Written task:
Reproduce, word for word, the stretch of the text on cars in Bollywood films from "Only the first" through "in a train.".
##### Text section #####
This makes me start to think about the role of the car in Bollywood films. Convertibles are popular for scenes in which the playboy lover drives along singing about love but about no lover in particular. Of course once romance blooms the song will be reprised on foot. Police drive cars quite a bit. So do those they chase. Limousines often figure in a standard set-piece: daddy tells his beti that she will marry Vijay as they are pulling up to a party (of course she loves Raj).
Only the first and last instance use the car as space, and when they do it's a space that is somehow sinister or immature. More importantly it's a space of frustrated desire, of the playboy's desire for freedom and the father's desire for control.
In Bollywood, when real romance or mature emotions need a vehicular space, it's always on or in a train.
This is the reverse of the vehicular semiotic in Les Parapluies de Cherbourg, where the romantic but immature and ultimately untenable love of Act One culminates in the greatest of all cinematic train departures, while the culmination of the realistic but prosaic love of Act Two cluminates in a gas station and sedan.

China will have more cars than the US in a decade unless their economic bubble bursts.

where did that map come from?

I really shouldn't be spending this much time trying to think of an acceptable cartogram pun.

FARNF Wrote:
"China will have more cars than the US in a decade unless their economic bubble bursts."

Correct, FARNF. Something for everyone
to ponder.....

--Jensen

I find it funny how bloated Japan is.
##### Records shown #####
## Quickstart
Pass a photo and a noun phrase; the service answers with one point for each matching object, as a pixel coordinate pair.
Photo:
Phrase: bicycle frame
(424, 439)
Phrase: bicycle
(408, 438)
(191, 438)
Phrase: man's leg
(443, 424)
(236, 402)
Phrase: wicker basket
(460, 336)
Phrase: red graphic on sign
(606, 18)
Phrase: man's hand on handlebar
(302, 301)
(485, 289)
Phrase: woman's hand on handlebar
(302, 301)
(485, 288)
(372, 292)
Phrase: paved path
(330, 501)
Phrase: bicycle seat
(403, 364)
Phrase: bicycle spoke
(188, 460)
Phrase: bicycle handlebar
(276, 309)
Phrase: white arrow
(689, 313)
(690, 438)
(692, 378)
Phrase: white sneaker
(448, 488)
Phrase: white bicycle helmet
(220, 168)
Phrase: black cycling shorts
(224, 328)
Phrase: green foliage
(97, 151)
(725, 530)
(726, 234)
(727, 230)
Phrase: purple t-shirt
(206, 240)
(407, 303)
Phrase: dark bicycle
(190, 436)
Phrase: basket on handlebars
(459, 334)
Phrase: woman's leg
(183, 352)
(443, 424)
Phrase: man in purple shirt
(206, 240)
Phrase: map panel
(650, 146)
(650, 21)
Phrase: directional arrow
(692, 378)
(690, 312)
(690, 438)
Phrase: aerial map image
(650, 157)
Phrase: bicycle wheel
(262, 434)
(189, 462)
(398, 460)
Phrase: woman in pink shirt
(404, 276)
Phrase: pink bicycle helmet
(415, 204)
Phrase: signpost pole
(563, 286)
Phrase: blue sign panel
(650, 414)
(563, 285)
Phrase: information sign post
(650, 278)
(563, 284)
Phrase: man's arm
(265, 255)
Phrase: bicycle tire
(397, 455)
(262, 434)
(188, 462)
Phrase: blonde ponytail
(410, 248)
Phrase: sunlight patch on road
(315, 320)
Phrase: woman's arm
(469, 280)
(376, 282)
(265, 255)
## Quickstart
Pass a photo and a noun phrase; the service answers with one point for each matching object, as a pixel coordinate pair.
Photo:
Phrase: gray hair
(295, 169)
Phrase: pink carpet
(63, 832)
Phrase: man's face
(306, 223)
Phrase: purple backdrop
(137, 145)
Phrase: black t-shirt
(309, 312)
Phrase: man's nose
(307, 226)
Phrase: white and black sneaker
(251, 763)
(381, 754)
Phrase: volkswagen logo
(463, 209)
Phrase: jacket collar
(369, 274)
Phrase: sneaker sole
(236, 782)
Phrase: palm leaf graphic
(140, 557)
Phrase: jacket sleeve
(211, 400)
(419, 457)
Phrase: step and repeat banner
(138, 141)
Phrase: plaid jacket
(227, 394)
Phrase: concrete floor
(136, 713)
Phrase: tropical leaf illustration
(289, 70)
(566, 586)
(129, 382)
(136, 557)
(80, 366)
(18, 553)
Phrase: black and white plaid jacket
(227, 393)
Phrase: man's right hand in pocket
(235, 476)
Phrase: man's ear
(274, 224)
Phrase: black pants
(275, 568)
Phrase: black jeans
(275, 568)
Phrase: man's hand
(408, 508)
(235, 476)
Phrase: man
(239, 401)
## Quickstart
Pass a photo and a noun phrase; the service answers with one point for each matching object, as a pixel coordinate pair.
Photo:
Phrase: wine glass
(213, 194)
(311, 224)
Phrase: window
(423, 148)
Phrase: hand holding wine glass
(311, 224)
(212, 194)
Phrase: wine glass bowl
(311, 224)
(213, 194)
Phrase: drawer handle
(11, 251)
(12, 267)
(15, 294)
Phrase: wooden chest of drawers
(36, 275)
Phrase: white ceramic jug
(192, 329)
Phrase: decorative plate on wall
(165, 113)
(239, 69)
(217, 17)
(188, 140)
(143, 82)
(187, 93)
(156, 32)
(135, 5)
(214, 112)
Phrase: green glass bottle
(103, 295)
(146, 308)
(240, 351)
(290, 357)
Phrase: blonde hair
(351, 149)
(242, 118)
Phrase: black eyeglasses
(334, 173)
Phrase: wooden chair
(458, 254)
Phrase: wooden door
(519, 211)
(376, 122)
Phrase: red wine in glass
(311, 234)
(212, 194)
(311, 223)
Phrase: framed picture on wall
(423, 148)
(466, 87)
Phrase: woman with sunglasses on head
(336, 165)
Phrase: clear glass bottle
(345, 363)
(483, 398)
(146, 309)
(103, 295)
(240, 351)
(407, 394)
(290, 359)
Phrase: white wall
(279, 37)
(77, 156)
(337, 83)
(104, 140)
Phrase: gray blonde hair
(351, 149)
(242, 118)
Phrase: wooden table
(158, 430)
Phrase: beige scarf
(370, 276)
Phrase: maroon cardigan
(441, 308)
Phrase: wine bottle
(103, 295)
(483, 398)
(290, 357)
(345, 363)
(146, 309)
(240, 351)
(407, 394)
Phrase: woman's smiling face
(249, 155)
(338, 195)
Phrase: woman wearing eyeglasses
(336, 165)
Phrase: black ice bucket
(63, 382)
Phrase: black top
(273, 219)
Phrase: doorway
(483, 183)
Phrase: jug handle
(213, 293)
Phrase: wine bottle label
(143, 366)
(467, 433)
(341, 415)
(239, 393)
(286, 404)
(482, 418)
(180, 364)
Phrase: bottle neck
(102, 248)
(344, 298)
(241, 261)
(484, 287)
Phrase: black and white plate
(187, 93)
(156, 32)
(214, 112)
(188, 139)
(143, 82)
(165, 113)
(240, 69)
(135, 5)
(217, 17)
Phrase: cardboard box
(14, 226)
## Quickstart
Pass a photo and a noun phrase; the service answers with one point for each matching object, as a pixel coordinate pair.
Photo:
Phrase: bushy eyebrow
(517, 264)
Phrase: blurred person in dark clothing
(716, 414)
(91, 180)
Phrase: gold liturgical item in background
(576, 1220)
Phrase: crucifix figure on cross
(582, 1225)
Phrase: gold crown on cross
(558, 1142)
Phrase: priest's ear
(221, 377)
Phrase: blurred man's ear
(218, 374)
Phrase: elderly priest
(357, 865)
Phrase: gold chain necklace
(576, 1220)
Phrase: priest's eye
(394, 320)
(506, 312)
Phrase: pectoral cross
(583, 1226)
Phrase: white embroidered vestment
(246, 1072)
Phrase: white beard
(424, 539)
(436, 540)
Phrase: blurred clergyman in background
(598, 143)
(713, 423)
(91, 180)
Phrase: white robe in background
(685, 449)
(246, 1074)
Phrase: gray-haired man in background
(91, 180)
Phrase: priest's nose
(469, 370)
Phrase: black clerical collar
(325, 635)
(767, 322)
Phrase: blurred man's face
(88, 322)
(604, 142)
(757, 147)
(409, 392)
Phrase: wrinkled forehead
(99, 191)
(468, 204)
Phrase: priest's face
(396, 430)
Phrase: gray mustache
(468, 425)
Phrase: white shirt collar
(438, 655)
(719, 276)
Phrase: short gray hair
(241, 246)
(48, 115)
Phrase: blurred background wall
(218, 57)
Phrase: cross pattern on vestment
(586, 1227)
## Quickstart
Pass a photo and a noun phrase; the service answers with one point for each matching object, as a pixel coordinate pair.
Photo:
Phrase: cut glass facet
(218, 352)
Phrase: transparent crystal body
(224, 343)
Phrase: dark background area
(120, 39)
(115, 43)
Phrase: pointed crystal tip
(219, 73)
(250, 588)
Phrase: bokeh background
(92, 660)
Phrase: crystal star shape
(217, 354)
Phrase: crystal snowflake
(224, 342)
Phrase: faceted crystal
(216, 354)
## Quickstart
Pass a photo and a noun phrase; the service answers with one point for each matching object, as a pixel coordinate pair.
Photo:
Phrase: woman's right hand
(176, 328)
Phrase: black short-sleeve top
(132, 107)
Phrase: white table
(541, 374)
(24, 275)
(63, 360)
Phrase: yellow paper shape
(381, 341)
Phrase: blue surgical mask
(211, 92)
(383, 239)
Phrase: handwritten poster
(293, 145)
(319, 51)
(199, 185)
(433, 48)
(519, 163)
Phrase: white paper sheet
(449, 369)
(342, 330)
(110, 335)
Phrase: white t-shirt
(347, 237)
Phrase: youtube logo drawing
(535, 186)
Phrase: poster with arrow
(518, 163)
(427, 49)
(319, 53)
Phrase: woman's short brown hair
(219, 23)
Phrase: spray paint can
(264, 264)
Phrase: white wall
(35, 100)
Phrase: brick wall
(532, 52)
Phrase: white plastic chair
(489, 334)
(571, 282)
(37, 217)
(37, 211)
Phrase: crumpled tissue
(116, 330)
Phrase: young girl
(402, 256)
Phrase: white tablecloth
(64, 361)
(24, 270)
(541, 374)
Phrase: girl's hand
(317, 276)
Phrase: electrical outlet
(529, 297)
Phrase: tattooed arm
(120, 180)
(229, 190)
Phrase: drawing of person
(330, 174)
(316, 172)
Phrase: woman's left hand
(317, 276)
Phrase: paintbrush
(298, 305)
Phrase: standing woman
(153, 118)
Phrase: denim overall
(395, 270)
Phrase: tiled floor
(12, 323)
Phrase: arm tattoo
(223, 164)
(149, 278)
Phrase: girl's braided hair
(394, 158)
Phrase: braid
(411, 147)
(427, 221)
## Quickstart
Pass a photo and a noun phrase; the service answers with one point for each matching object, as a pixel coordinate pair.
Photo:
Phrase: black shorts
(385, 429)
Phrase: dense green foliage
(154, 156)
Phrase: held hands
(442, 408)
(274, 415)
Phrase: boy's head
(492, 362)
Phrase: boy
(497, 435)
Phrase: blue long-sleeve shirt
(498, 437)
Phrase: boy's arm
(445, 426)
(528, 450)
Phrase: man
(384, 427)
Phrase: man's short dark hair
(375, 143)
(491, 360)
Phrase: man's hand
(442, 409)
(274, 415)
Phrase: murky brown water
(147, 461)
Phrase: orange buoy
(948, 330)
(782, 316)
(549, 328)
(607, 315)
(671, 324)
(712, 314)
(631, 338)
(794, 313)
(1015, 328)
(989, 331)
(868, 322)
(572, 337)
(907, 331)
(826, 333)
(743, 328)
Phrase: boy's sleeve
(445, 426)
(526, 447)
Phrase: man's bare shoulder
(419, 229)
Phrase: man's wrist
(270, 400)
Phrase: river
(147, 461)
#####
Answer:
Only the first and last instance use the car as space, and when they do it's a space that is somehow sinister or immature. More importantly it's a space of frustrated desire, of the playboy's desire for freedom and the father's desire for control.
In Bollywood, when real romance or mature emotions need a vehicular space, it's always on or in a train.